Vous recherchez quelque chose ?

L’année 2010, pourvoyeuse zélée d’âmes pour le Paradis de nos icônes du Métal, n’a pas épargné Juhani PALOMÄKI. Parti, lui aussi, plus discrètement, pour un monde que nous souhaitons tous meilleur, vaincu par son dégoût pour cette existence terrestre. Avec lui, disparaissent ses deux enfants : COLOSSEUM et YEARNING. Alors que COLOSSEUM prodigue un doom death funéraire pur jus, YEARNING - en tout cas pour ce MERGING INTO LANDSCAPES- fait explorer à son doom des rivages plus gothiques lorsque le rythme devient plus pressant, et l’habille généreusement de claviers et guitares très mélodieux pour un rendu orchestral qui peut devenir théâtral lorsque le tempo s’alourdit.

« I have been dead all my life
  And now I am waiting for the second death
  Near the end I wished at last to feel alive
  But sensation never came »

C’est clair, on ne peut parler uniquement de mélancolie pour ce qui est de la tonalité des textes qui hantent cet album. Dégoût, désespoir et une cohorte de démons à peine étourdis par l’alcool accompagnent Juhani  chaque jour de sa vie. Une vie de plus en plus insupportable… Mais si l’Enfer est bien sur terre, la Mort peut-elle en être vraiment la délivrance?
Alors, avec la tête et le cœur à ce point corrompus par une négation totale de toute forme de bonheur - y compris le plus primitif, celui d’être en vie, tout simplement- on pourrait légitimement imaginer cet album baignant dans un épouvantable pathos parfaitement indigeste.
Bon, il n’en est rien. Et contrairement à ce que la lecture des textes pourrait laisser penser, cet album n’a rien de désespérant, musicalement parlant. Dans le pire des cas, on pourra le qualifier de mélancolique, mais certainement pas noir, ni même sombre.
Ce qui nous amène à parler de la composante doom. Et nous sommes loin ici du doom originel, au lent tempo pachydermique tandis que les guitares délivrent une pléthore de riffs bien dépressifs, même s‘il en subsiste des rythmiques lourdes caractéristiques, ces sons de guitare rugueux flirtant uniquement avec les graves et ces riffs « râpe à fromage ».
Mais accélérations du rythme et mid tempo savent se faire entendre, éloignant alors le spectre de la monotonie et de la dépression suicidaire. Et c’est bien ce qui m’a surpris, dés la première écoute…
Comment, avec des thèmes aussi morbides pour ne pas dire mortifères abordés dans ses chansons, Juhani n’a-t’il pas accouché seulement d’une œuvre mélancolique - c’est le moins qu’il pouvait faire- et pourquoi alors les mots « majestueux », « serein », et « plénitude » entre autres me sont venus à l’esprit?
La faute à quoi?

§ **TÂCHE ÉCRITE A**: Résumez le texte fourni en deux phrases.

§ **ENREGISTREMENTS STOCKÉS**:
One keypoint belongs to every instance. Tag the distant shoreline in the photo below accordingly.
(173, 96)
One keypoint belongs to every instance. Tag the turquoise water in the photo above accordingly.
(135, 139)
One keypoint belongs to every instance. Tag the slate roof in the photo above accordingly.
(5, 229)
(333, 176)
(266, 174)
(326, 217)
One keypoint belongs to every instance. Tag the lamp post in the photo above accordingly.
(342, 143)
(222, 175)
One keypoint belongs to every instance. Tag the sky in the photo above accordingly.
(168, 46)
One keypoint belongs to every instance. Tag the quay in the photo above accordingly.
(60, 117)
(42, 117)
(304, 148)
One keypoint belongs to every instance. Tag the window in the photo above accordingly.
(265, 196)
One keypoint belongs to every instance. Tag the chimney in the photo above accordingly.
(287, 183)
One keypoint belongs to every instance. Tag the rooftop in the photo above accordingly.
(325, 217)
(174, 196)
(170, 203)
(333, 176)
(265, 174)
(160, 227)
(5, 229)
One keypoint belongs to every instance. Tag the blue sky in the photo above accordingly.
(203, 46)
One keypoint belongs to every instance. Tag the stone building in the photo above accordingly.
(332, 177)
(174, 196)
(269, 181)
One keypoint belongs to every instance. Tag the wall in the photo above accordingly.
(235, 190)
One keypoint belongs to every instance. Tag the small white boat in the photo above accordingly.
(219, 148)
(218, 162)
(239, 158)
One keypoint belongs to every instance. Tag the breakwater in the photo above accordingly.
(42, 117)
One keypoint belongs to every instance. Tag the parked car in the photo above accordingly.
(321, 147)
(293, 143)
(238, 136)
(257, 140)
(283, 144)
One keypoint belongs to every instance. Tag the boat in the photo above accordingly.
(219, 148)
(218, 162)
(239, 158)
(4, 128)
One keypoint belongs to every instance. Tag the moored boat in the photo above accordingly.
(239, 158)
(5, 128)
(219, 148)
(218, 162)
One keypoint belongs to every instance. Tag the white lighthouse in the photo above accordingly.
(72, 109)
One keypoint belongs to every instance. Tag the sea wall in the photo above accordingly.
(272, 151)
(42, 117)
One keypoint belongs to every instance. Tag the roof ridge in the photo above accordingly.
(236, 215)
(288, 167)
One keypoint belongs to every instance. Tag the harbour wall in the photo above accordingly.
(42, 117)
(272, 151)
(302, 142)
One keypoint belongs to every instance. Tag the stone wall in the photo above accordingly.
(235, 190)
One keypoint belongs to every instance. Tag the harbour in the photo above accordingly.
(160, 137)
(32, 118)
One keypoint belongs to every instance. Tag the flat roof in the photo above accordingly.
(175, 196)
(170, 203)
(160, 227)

==

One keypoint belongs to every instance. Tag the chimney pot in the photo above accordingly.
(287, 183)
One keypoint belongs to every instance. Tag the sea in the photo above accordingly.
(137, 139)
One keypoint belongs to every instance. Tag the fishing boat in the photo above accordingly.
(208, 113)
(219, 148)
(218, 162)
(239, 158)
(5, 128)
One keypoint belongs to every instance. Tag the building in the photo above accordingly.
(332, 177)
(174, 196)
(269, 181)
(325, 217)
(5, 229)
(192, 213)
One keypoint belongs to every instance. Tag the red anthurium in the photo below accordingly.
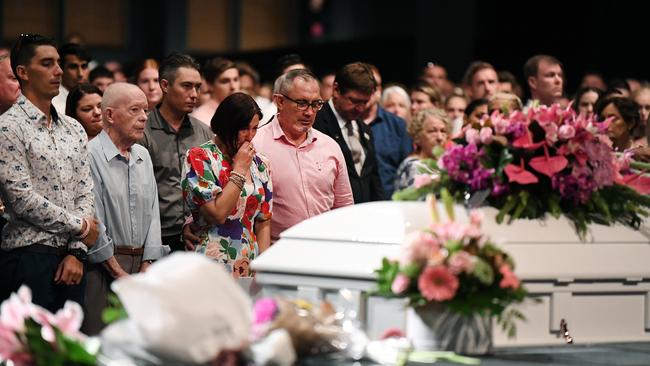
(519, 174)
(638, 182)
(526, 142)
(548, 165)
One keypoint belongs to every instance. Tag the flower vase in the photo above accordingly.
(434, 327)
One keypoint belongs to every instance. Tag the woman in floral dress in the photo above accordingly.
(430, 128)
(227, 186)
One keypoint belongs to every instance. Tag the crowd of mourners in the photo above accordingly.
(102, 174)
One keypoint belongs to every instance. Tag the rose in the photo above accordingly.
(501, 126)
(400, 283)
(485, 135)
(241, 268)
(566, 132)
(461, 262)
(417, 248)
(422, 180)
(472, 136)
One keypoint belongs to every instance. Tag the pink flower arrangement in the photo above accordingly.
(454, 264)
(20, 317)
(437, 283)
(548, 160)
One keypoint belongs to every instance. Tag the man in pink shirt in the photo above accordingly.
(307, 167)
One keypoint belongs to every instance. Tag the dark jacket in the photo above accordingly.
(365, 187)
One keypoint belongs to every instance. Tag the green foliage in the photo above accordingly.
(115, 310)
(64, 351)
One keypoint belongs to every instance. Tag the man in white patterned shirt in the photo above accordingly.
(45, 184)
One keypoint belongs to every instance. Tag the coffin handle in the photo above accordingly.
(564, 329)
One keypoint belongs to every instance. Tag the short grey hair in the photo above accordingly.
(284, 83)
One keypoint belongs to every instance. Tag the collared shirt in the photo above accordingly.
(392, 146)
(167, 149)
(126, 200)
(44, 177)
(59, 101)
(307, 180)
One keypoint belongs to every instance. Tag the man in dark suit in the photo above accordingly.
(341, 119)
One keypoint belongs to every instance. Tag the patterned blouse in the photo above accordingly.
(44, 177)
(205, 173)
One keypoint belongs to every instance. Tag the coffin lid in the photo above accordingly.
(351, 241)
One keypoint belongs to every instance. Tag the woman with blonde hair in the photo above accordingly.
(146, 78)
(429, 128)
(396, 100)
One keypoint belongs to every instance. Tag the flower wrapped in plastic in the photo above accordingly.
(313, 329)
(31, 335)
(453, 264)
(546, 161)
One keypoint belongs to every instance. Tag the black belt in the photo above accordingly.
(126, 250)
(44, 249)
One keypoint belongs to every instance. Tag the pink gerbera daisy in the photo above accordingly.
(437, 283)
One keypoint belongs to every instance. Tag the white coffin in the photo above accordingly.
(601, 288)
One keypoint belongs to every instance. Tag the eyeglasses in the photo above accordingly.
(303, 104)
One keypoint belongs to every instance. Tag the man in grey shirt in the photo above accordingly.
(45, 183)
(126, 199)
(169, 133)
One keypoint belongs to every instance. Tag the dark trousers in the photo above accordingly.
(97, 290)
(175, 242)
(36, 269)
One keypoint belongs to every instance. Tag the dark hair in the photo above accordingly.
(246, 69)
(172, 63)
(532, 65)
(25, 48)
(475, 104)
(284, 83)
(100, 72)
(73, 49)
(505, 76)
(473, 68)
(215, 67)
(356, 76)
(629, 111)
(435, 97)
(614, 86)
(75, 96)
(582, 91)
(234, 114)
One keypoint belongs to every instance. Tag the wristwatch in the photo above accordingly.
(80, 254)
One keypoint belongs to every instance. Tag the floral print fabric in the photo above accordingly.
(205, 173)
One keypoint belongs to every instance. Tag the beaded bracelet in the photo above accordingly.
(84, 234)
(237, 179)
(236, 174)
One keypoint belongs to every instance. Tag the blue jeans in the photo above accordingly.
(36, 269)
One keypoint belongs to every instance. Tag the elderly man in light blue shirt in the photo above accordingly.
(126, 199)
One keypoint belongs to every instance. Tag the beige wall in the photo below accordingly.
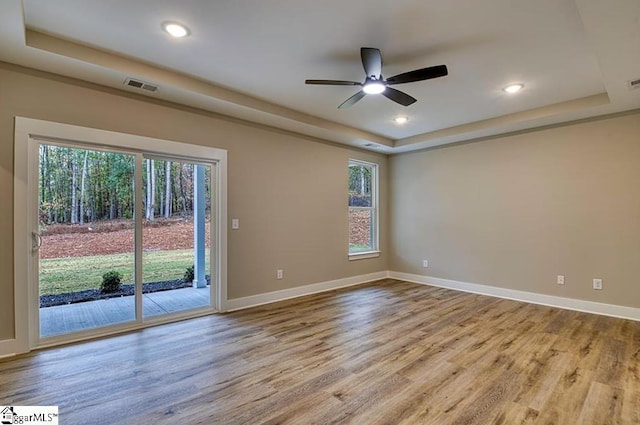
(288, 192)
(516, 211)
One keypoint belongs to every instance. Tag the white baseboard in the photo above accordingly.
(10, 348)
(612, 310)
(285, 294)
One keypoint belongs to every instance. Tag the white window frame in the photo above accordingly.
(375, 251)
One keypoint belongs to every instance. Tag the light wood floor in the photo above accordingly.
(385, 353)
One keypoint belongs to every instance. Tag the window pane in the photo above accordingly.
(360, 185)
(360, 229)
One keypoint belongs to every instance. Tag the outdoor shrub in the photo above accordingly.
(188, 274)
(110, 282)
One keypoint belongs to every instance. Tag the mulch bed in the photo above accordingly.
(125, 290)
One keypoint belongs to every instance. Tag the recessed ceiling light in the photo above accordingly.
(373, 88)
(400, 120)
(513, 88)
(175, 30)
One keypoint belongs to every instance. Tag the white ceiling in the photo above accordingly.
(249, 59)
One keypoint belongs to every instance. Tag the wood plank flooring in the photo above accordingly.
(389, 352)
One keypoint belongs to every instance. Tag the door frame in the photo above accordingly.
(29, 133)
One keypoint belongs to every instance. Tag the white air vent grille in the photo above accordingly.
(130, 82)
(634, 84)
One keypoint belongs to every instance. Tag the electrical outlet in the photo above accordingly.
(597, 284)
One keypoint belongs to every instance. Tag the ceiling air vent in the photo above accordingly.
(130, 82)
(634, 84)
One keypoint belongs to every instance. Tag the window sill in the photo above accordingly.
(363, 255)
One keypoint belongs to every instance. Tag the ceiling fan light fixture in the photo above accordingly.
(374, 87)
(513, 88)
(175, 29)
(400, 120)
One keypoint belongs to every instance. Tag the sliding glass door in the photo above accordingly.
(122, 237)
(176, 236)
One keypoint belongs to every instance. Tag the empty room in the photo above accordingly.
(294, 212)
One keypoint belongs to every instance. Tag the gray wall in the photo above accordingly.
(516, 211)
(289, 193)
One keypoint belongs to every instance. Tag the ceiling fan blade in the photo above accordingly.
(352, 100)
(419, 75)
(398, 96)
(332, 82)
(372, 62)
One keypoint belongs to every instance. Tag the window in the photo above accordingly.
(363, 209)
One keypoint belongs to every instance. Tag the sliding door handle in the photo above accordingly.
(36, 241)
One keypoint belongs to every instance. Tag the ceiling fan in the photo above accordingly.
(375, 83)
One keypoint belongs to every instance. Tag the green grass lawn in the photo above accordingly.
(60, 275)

---

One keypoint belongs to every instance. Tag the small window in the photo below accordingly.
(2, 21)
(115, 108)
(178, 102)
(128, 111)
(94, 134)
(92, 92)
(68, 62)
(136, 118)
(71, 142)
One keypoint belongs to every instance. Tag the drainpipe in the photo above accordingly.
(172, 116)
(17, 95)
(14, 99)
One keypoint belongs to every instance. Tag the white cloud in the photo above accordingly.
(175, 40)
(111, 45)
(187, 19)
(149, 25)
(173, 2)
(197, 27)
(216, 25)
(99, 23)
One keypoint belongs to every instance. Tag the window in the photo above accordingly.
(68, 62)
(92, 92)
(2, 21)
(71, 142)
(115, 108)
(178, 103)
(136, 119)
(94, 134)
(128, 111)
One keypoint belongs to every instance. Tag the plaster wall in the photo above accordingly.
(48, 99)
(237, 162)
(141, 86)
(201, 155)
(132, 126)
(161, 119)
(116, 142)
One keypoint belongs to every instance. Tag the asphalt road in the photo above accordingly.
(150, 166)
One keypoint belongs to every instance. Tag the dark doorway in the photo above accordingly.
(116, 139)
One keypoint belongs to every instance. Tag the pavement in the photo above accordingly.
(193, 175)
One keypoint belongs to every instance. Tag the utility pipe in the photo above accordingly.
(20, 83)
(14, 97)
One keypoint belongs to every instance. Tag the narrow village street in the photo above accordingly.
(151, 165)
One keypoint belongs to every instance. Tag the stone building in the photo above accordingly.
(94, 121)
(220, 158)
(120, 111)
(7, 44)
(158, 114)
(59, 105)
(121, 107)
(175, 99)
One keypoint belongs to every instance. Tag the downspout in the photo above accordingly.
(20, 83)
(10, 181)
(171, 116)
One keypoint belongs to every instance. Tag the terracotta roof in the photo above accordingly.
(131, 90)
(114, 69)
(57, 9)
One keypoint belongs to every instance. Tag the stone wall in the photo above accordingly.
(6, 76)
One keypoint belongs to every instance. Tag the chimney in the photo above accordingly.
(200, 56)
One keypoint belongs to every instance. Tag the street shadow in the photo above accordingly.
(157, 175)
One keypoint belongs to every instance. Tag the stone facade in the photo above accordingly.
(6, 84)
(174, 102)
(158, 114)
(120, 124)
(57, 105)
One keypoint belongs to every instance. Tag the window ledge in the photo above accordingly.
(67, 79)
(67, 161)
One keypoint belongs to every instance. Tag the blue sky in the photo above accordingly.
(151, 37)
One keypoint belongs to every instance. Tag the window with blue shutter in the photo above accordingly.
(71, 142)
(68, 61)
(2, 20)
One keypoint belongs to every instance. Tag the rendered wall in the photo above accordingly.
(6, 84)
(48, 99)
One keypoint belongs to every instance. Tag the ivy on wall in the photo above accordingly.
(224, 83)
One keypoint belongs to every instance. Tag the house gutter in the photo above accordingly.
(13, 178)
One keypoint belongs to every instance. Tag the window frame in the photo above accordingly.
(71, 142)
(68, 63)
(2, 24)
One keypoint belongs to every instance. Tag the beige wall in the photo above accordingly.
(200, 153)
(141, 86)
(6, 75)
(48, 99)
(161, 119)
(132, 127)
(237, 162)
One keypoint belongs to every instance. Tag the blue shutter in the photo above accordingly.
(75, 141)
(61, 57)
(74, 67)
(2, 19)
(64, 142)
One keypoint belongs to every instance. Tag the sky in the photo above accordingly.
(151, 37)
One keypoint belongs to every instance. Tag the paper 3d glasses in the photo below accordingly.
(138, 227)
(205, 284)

§ **TÂCHE ÉCRITE B**: Relevez, s'il vous plaît, chaque ligne des enregistrements contenant le mot « wall ». La casse compte.

§ **RÉPONSE RÉDIGÉE A**: Juhani PALOMÄKI a disparu en 2010, et avec lui ses deux groupes, COLOSSEUM et YEARNING, dont l'album MERGING INTO LANDSCAPES pousse le doom vers des rivages plus gothiques avec des claviers et des guitares très mélodieux. Malgré des textes empreints de dégoût et de désespoir, l'album n'a rien de désespérant musicalement : les accélérations et le mid tempo éloignent la monotonie, et on peut le qualifier de mélancolique, mais pas de sombre.

§ **RÉPONSE RÉDIGÉE B**:
One keypoint belongs to every instance. Tag the wall in the photo above accordingly.
One keypoint belongs to every instance. Tag the sea wall in the photo above accordingly.
One keypoint belongs to every instance. Tag the harbour wall in the photo above accordingly.
One keypoint belongs to every instance. Tag the stone wall in the photo above accordingly.
One keypoint belongs to every instance. Tag the beige wall in the photo below accordingly.
One keypoint belongs to every instance. Tag the gray wall in the photo above accordingly.
One keypoint belongs to every instance. Tag the plaster wall in the photo above accordingly.
One keypoint belongs to every instance. Tag the stone wall in the photo above accordingly.
One keypoint belongs to every instance. Tag the rendered wall in the photo above accordingly.
One keypoint belongs to every instance. Tag the ivy on wall in the photo above accordingly.
One keypoint belongs to every instance. Tag the beige wall in the photo above accordingly.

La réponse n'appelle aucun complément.